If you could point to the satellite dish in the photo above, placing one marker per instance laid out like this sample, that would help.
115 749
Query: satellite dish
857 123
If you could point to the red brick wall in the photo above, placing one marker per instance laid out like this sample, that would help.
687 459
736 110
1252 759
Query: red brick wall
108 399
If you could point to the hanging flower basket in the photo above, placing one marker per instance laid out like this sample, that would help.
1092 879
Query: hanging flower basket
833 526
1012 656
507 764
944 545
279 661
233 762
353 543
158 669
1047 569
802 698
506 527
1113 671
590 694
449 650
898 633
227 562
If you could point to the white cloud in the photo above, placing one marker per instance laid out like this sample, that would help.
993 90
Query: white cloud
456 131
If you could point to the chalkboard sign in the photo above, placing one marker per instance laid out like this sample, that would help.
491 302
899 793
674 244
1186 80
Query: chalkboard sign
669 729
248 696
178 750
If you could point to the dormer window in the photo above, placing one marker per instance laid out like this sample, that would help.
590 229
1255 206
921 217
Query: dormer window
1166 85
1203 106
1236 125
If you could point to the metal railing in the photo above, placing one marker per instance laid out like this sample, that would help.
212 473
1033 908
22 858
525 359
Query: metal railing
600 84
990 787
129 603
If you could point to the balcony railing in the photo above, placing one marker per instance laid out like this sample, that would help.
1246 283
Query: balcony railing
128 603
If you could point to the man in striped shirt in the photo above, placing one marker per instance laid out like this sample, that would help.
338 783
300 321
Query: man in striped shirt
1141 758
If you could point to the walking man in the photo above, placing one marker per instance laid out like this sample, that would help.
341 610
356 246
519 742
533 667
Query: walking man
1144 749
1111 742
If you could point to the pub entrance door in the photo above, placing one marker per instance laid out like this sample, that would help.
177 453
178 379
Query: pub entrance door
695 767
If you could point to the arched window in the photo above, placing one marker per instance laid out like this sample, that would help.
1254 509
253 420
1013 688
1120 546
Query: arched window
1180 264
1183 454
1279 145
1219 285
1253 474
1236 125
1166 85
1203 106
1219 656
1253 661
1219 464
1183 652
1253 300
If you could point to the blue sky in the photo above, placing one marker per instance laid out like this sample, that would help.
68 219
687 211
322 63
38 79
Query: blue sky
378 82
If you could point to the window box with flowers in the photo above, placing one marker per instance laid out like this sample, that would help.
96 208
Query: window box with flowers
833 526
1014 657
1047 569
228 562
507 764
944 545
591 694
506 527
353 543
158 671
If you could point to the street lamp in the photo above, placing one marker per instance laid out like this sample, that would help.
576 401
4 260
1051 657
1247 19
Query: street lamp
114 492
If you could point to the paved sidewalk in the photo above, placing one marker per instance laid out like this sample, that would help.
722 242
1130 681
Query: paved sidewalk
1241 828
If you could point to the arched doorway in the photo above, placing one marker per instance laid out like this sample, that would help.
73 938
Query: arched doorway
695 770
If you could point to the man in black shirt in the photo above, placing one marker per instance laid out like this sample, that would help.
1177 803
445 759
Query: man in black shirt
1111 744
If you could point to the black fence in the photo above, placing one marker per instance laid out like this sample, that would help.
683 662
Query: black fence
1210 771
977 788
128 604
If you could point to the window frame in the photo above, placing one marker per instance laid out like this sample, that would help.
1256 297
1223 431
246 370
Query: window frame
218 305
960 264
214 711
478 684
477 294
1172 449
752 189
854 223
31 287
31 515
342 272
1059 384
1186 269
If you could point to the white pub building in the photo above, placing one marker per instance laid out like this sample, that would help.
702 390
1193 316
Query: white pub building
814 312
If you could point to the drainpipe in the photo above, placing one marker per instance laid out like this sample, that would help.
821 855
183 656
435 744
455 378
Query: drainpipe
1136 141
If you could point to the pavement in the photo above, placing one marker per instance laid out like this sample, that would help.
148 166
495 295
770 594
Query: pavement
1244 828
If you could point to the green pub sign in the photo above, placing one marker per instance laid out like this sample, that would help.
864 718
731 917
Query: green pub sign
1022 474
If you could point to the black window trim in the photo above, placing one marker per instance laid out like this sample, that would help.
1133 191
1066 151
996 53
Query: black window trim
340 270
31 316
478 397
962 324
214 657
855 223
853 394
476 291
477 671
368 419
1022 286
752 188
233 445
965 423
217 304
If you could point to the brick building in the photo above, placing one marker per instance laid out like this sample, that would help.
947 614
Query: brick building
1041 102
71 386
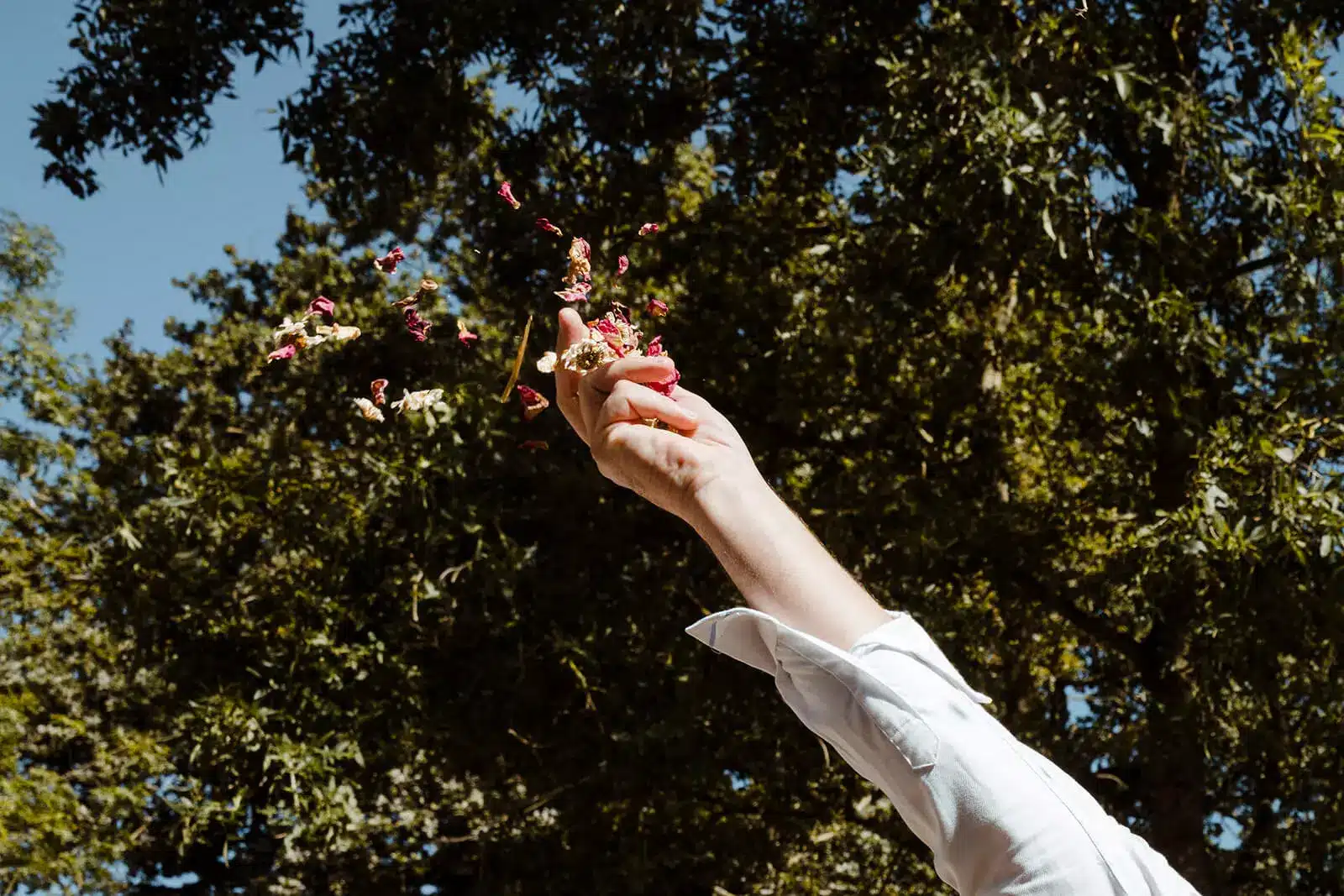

__________

**YOUR OBJECTIVE:** Locate each line in the rows above that contains the string "satellite", and copy those lines in their original order.

**EXERCISE ANSWER:**
If you could point to the satellite dish in the photo above, placing one marker per instance laid out like this sample, that would help.
Query: satellite dish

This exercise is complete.